Texto para analizar:
Para Luciano, que quiere ser médico, el título no es sinónimo de felicidad, pero significará la confianza de muchas personas en él. La que tuvieron los que lo apoyaron en la carrera, y la que tendrán quienes lo reconozcan como doctor.

Catherin ve en ese papel, un reflejo de sus logros, de sus años de estudiar y trabajar, y además, opciones.

Todos concuerdan en que el día de mañana podrán sacarles todo, menos eso tan valioso que alcanzaron: conocimiento.

Llegar al título no fue así nomás. Al principio, Catherin pensaba que sería arquitecta porque disfrutaba dibujo. Pero entró a la facultad y le costó lo técnico. Además, empezó a trabajar y los tiempos no le daban. Sin embargo, trabajar para ella —más que una traba—, fue un puntapié. Su primera experiencia laboral fue en una importadora y ahí conoció el comercio exterior, investigó, hizo primero un curso corto para confirmar su gusto y al tiempo consiguió una beca y estaba inscrita en la carrera de Comercio Exterior de la Universidad Católica. “Pienso que mi desarrollo fue mitad por el estudio y mitad por el trabajo, que también me dio muchísimo conocimiento. Alcancé un punto profesional en el que me gusta donde estoy, y por ahora no necesito más”, sostiene.

Consigna:
Por favor, transcribe literalmente el fragmento del texto sobre el título universitario que va desde "Para Luciano, que" hasta "y además, opciones.". El material procede de otra fuente.

Datos proporcionados:
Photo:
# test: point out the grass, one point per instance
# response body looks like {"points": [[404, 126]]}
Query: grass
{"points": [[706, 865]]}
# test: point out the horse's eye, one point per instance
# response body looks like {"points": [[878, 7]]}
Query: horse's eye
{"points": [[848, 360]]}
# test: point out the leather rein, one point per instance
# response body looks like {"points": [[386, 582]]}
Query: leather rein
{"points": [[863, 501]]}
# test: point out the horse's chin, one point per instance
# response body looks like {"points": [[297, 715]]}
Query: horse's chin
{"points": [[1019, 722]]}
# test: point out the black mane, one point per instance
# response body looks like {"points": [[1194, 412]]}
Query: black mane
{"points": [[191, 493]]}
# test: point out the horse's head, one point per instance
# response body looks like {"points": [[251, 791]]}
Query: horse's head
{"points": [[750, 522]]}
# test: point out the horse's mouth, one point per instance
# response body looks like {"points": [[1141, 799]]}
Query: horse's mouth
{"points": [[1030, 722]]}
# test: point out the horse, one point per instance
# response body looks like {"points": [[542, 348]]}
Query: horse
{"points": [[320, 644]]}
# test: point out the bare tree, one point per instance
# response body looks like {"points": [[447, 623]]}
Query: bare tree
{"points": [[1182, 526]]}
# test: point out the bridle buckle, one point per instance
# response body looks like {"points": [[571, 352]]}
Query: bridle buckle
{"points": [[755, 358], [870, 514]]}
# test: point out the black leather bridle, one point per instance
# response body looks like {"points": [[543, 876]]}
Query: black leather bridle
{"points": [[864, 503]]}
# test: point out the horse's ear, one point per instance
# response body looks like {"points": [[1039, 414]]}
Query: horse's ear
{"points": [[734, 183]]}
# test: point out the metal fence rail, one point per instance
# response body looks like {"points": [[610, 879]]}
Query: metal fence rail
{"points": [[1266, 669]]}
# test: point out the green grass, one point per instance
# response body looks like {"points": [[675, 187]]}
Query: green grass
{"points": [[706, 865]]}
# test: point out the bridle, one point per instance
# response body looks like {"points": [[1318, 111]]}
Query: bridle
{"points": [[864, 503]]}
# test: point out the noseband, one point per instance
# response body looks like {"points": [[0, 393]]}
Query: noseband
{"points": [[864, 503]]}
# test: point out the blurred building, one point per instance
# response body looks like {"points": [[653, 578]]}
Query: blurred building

Tu respuesta:
Para Luciano, que quiere ser médico, el título no es sinónimo de felicidad, pero significará la confianza de muchas personas en él. La que tuvieron los que lo apoyaron en la carrera, y la que tendrán quienes lo reconozcan como doctor.

Catherin ve en ese papel, un reflejo de sus logros, de sus años de estudiar y trabajar, y además, opciones.